Source:
---

Unclear distinction between ExperimentalModel and ExperimentalCohort

hansenp commented 1 year ago

The documentation states that the ExperimentalModel can be used for both individuals and cohorts.

https://thejacksonlaboratory.github.io/ExperimentalModelSchema/experimental_model.html

On the next page, the ExperimentalCohort is introduced.

https://thejacksonlaboratory.github.io/ExperimentalModelSchema/experimental_cohort.html

There it says that this element is intended for the case where there is no data for individuals, but only for a cohort.

Which element/message should be used to represent cohorts, ExperimentalModel or ExperimentalCohort?

sbello commented 7 months ago

@hansenp I am unable to view any documentation using the links in this ticket. The links go to an index age and links on that page, at least those I tried, all give 404 errors.

hansenp commented 7 months ago

Sorry, this is because the documentation was migrated from ReadTheDocs to MkDocs after this issue was created. The relevant links are now as follows:

ExperimentalModel: https://thejacksonlaboratory.github.io/ExperimentalModelSchema/ems/experimental_model/

ExperimentalCohort: https://thejacksonlaboratory.github.io/ExperimentalModelSchema/ems/experimental_cohort/

sbello commented 7 months ago

@hansenp I agree it is unclear what is meant by experimental model vs cohort.

Is cohort meant to be the collection of all animals in an experiment? Or is this meant to be used to for pooled data? I don't know that this distinction is really needed based on the description of the purpose of the model. Possibly instead of the experimental cohort there should be a model for 'Cohort' analogous to the 'Animal' model. The cohort would then be used to represent a pooled set of animals which could then reference the IDs of the set of 'Animal's in the cohort. Or if the source was pooled before entering the system you might need to be able to accommodate the cohorts that have a description of the strain background, sex and number of animals in the pool without having Animal IDs.

---

Records supplied:
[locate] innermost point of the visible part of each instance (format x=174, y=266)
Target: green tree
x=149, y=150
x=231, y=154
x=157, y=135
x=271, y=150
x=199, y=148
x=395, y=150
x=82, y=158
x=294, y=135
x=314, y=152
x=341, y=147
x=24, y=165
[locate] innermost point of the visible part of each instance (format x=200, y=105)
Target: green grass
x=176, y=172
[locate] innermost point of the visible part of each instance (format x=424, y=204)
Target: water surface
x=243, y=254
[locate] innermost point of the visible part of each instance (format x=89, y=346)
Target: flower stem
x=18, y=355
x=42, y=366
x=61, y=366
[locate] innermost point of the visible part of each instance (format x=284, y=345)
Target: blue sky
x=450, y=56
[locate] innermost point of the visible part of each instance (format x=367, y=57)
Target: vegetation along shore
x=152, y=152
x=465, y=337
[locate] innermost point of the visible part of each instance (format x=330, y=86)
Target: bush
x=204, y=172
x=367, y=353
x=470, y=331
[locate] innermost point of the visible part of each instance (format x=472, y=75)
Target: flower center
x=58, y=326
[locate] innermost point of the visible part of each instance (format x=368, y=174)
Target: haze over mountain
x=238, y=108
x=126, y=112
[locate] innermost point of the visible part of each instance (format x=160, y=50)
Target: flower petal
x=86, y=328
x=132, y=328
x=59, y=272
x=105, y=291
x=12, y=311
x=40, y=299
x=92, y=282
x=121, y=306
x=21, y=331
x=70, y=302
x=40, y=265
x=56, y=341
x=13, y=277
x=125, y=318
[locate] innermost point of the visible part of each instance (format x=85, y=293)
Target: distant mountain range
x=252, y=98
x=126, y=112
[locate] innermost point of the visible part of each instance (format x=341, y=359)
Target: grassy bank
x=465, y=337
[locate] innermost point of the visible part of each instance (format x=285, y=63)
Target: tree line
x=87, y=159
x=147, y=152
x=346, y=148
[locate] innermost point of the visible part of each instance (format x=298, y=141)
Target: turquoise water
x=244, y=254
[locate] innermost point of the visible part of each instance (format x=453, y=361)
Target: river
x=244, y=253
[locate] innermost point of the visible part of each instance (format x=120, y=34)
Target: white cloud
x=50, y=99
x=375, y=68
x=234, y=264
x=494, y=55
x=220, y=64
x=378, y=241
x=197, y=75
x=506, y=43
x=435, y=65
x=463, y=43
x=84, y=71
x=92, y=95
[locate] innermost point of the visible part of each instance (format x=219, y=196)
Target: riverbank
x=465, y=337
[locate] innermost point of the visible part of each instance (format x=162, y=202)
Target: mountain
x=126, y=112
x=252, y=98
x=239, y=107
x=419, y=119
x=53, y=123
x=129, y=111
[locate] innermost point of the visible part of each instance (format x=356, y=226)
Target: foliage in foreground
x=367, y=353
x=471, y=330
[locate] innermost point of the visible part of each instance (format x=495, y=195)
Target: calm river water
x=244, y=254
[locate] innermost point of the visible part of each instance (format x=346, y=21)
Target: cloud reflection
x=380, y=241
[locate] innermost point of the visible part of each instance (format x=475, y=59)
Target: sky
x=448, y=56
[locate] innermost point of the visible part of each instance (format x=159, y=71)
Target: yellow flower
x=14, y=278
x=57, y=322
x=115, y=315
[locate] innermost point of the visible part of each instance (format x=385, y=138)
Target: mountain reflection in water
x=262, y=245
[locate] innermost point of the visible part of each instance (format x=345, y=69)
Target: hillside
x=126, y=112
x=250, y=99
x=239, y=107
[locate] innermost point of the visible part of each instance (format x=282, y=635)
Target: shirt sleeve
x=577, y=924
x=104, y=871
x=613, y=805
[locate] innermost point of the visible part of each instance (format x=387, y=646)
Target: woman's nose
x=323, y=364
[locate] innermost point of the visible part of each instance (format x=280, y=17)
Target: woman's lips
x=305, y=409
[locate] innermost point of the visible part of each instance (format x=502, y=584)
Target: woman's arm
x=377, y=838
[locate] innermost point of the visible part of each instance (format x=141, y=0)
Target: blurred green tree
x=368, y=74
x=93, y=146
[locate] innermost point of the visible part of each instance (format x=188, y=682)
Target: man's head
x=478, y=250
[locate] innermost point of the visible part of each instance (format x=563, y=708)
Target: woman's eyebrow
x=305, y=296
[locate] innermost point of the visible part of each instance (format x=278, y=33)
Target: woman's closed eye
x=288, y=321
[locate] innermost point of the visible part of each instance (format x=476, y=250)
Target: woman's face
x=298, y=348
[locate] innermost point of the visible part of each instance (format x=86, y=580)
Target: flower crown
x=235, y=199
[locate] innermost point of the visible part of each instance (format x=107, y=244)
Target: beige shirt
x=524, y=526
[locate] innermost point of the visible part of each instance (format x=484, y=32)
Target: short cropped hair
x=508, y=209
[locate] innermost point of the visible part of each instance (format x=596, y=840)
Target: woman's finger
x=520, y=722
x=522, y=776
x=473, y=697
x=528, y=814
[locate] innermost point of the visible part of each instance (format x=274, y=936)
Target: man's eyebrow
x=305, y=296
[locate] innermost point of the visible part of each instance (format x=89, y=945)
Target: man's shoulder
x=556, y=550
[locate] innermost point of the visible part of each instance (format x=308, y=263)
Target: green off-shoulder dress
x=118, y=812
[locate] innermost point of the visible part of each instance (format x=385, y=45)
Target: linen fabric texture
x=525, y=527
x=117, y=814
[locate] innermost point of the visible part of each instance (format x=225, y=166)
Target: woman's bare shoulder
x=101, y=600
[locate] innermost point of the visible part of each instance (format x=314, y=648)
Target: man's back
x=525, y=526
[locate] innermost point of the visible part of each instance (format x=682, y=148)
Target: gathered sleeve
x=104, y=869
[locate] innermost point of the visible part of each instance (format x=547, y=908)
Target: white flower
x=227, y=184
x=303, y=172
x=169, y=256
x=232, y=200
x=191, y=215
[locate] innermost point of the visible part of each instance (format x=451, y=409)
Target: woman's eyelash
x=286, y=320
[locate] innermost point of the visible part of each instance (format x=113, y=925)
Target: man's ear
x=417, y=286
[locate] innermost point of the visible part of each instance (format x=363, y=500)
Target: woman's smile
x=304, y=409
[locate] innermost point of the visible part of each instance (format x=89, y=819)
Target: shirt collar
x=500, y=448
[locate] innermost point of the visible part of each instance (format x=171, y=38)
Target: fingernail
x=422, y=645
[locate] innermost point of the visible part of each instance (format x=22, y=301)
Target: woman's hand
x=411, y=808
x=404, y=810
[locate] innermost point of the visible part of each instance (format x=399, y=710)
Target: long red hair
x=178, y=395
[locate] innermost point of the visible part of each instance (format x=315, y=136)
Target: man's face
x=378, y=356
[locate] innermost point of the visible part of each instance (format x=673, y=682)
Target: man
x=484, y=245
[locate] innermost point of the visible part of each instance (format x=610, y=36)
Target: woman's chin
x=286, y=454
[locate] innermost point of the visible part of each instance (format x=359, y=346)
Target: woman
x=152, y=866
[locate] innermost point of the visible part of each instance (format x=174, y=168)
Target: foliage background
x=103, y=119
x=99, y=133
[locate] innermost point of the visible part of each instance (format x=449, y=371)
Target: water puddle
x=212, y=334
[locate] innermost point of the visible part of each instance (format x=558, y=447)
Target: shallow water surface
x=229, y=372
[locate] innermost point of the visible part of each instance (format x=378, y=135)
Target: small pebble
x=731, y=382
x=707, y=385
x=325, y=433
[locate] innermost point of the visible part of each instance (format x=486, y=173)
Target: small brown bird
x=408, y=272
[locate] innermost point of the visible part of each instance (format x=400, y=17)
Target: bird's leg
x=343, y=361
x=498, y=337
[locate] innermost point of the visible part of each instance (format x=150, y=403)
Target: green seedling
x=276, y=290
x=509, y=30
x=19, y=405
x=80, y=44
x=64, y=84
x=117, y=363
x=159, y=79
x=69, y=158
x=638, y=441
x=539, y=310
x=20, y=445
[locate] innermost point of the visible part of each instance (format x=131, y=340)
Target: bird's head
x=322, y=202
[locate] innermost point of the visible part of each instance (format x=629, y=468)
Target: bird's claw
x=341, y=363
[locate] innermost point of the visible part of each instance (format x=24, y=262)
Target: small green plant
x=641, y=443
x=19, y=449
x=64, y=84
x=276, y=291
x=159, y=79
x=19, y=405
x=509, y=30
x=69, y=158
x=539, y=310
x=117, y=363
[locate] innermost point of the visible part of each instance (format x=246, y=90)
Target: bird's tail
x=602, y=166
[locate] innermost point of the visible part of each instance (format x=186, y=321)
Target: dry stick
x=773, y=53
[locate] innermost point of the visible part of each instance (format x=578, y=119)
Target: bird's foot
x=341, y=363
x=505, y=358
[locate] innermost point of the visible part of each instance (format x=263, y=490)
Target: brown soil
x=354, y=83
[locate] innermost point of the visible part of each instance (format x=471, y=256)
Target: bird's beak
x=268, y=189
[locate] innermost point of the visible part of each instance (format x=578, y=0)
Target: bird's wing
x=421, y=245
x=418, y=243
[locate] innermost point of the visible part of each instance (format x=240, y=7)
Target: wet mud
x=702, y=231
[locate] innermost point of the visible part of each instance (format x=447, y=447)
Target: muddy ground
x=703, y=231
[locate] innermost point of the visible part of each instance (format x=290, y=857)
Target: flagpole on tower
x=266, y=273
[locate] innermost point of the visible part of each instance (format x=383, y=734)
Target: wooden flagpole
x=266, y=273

---

Work instructions:
A. In the thread comparing ExperimentalModel and ExperimentalCohort, what caused the first documentation links to stop working?
B. From the records, extract every line from the one containing "(format x=359, y=346)" to the one containing "x=325, y=433", both included, and reproduce them verbatim.

Answers to the problems:
A. The documentation was migrated from ReadTheDocs to MkDocs after the issue was created.

B.
[locate] innermost point of the visible part of each instance (format x=359, y=346)
Target: woman
x=152, y=866
[locate] innermost point of the visible part of each instance (format x=174, y=168)
Target: foliage background
x=103, y=119
x=99, y=133
[locate] innermost point of the visible part of each instance (format x=449, y=371)
Target: water puddle
x=212, y=334
[locate] innermost point of the visible part of each instance (format x=558, y=447)
Target: shallow water surface
x=229, y=372
[locate] innermost point of the visible part of each instance (format x=378, y=135)
Target: small pebble
x=731, y=382
x=707, y=385
x=325, y=433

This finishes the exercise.